• [Estratto della fonte]:
Al di là di ciò, la commedia dei professionisti fu un fenomeno originale, che poi si diffuse in tutta Europa col nome di Commedia italiana. Fra le compagnie comiche più rappresentative citiamo la Compagnia dei Gelosi, la più famosa in assoluto. Anche altri attori si distinsero per la loro recitazione e i loro lazzi, fra i quali Tristano Martinelli, uno dei primi arlecchini della storia del teatro. Silvio Fiorillo fu invece quello che impose, anche nei teatri dell'Italia del nord, il personaggio di Pulcinella e molti altri attori legati alle varie maschere.

L'unica forma nuova di teatro che poteva competere con la commedia dell'arte era il melodramma, altrettanto diffuso in Europa, ed altrettanto apprezzato dagli stranieri. La diffusione di questi due generi, ma in particolare il melodramma, imposero l'italiano come la lingua principale del teatro, tanto che ancora nel '700, musicisti stranieri continuavano ad usare librettisti italiani. Il sodalizio Wolfgang Amadeus Mozart e Lorenzo da Ponte è forse l'esempio più noto di questa preponderanza dei libretti in italiano in tutte le corti europee.

Il XVIII secolo

Lo stesso argomento in dettaglio: Riforma del teatro e Commedia ridicolosa.

Record estratti da una raccolta
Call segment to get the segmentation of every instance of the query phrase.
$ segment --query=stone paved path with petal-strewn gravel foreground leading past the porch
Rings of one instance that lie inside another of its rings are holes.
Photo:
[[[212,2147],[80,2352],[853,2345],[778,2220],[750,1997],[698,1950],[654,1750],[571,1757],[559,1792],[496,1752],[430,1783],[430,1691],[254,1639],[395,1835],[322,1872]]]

* * *

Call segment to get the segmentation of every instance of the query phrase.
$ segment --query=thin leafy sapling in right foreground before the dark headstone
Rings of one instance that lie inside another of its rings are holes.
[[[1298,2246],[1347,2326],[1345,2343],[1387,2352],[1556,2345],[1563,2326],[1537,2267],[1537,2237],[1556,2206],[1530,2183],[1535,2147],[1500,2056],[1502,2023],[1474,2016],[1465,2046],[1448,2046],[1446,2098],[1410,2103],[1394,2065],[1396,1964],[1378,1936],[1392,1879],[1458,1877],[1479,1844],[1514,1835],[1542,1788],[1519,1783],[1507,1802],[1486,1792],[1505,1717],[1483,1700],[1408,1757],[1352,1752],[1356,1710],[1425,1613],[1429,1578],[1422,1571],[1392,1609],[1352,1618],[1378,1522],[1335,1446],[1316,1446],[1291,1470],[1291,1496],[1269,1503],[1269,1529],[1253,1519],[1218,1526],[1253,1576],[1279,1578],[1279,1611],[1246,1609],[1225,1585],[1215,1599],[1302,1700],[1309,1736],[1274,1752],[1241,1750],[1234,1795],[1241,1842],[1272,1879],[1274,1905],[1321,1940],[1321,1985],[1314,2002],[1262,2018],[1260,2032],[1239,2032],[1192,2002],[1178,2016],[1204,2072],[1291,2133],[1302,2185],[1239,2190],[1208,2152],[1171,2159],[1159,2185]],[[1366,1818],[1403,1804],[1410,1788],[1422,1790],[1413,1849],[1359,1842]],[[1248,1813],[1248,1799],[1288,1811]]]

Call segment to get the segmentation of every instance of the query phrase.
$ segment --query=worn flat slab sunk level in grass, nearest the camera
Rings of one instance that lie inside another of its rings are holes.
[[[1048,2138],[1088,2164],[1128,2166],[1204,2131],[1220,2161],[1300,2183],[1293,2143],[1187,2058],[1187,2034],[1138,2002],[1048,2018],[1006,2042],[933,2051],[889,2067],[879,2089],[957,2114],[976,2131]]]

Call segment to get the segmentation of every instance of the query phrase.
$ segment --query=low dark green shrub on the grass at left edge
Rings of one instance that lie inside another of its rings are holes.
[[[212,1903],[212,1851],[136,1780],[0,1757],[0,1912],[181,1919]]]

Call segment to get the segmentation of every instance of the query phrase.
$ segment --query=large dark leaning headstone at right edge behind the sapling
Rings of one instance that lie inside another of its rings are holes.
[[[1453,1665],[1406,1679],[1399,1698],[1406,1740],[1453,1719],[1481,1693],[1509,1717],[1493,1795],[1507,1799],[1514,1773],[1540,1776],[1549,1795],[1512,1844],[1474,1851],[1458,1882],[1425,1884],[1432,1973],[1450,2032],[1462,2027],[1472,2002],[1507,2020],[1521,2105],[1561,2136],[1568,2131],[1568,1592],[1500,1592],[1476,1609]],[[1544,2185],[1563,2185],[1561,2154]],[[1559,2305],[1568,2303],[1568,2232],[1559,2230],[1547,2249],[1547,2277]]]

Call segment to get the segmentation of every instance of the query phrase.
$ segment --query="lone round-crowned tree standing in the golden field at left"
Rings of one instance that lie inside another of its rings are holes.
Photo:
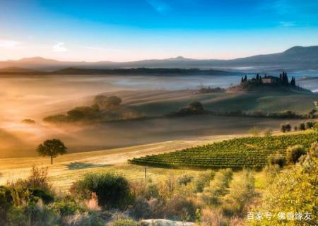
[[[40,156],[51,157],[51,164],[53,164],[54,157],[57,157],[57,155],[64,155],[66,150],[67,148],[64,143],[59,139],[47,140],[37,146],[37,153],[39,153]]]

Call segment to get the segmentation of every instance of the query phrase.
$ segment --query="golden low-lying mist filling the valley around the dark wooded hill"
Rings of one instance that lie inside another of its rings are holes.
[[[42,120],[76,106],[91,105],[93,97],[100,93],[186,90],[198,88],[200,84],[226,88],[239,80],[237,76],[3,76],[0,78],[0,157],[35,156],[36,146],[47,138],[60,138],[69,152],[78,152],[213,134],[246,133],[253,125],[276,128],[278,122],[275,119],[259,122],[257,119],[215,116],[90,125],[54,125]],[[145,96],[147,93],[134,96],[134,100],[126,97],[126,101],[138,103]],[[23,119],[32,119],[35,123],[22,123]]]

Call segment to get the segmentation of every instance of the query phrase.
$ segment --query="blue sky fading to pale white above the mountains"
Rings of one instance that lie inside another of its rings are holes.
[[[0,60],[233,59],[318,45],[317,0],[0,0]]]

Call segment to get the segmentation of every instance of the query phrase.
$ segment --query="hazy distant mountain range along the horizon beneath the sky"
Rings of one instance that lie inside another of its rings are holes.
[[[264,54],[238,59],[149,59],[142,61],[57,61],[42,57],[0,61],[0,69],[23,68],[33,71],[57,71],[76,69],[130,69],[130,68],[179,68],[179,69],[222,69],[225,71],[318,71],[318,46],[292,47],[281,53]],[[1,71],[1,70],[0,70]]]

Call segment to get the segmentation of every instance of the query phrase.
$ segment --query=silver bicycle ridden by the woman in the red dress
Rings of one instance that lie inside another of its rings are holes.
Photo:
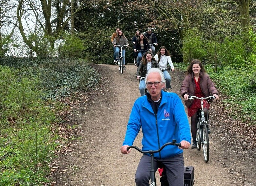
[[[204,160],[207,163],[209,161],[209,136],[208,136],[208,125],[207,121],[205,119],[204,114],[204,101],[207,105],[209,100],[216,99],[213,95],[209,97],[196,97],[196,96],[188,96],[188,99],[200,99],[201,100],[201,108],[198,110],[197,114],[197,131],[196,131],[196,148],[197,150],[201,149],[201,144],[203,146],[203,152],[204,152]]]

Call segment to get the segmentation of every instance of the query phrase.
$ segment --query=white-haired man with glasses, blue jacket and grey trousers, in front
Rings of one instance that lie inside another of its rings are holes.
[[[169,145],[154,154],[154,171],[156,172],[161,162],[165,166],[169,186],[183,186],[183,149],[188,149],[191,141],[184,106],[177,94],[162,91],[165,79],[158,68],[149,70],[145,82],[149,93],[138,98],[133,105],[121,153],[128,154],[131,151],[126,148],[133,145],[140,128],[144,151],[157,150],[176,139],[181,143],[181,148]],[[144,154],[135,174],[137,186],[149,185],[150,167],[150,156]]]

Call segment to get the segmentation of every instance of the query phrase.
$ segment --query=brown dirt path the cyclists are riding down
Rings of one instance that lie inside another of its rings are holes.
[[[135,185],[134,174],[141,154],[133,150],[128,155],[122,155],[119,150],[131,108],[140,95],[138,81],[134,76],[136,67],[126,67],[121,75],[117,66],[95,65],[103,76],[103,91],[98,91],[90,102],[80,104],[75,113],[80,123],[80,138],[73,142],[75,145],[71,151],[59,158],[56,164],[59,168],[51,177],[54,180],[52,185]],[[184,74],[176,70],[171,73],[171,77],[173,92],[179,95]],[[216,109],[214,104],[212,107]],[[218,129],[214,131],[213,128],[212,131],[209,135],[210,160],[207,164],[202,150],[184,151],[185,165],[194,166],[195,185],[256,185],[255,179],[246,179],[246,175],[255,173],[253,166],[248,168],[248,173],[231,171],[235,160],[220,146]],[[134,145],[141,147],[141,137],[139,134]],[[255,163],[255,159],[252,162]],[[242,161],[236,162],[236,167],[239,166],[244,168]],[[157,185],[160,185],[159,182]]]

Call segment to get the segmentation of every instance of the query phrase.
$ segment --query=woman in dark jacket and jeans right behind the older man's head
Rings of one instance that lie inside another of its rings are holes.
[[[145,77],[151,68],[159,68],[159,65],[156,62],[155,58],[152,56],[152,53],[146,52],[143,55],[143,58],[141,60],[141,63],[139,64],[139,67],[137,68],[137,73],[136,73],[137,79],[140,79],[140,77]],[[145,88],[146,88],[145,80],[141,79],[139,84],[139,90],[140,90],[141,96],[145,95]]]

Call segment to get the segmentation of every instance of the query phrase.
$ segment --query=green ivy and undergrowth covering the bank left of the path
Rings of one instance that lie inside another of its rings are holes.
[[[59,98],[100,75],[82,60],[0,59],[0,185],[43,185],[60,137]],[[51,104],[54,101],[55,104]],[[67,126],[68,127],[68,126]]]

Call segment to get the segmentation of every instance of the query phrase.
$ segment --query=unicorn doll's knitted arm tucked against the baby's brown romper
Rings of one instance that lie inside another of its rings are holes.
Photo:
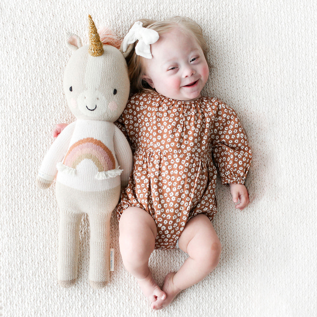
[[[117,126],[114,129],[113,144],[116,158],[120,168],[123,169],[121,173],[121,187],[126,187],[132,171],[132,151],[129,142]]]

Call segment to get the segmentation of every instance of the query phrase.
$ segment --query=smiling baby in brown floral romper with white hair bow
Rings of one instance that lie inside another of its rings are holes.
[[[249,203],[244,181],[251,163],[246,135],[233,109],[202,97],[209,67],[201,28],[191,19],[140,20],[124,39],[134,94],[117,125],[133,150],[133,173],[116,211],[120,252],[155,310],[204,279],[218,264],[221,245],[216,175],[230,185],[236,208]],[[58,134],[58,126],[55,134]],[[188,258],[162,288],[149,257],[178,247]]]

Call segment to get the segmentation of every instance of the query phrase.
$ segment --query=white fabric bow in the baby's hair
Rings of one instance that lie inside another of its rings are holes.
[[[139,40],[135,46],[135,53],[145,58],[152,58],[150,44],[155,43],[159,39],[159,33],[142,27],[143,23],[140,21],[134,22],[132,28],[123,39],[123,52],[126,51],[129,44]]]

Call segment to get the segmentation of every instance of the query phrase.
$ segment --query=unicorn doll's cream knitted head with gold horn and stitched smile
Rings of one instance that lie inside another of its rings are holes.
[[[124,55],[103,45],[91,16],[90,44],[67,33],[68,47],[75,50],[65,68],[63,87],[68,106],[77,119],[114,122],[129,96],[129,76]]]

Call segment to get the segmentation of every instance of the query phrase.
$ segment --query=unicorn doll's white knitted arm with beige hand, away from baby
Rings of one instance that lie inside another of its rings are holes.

==

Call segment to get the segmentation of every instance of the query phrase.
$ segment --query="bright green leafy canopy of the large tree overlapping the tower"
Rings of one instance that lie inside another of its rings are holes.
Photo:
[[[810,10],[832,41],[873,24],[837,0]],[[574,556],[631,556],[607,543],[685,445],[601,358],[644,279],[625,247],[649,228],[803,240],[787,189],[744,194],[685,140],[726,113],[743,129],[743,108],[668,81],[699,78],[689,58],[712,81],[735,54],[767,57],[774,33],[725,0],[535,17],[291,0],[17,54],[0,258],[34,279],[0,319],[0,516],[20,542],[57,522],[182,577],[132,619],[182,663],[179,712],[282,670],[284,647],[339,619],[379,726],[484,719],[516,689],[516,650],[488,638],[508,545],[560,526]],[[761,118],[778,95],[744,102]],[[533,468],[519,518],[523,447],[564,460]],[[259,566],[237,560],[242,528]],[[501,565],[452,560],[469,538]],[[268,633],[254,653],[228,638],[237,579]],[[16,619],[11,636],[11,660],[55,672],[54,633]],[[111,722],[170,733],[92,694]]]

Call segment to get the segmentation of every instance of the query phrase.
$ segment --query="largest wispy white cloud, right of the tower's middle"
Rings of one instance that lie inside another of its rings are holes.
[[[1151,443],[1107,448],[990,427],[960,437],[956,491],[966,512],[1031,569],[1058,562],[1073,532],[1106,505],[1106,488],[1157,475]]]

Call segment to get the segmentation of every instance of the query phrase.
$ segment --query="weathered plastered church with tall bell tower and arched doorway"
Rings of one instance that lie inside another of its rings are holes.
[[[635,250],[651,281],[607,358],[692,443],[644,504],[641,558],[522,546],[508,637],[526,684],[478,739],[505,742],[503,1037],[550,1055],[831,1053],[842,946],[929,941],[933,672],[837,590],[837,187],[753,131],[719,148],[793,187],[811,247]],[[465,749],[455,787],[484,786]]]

• [Cosa fare]:
Per favore, riscrivi il brano sulla commedia dei professionisti da "Al di là di" a "alle varie maschere.", sostituendo "Compagnia dei Gelosi" con "Compagnia dei Fedeli".

• [Risposta scritta]:
Al di là di ciò, la commedia dei professionisti fu un fenomeno originale, che poi si diffuse in tutta Europa col nome di Commedia italiana. Fra le compagnie comiche più rappresentative citiamo la Compagnia dei Fedeli, la più famosa in assoluto. Anche altri attori si distinsero per la loro recitazione e i loro lazzi, fra i quali Tristano Martinelli, uno dei primi arlecchini della storia del teatro. Silvio Fiorillo fu invece quello che impose, anche nei teatri dell'Italia del nord, il personaggio di Pulcinella e molti altri attori legati alle varie maschere.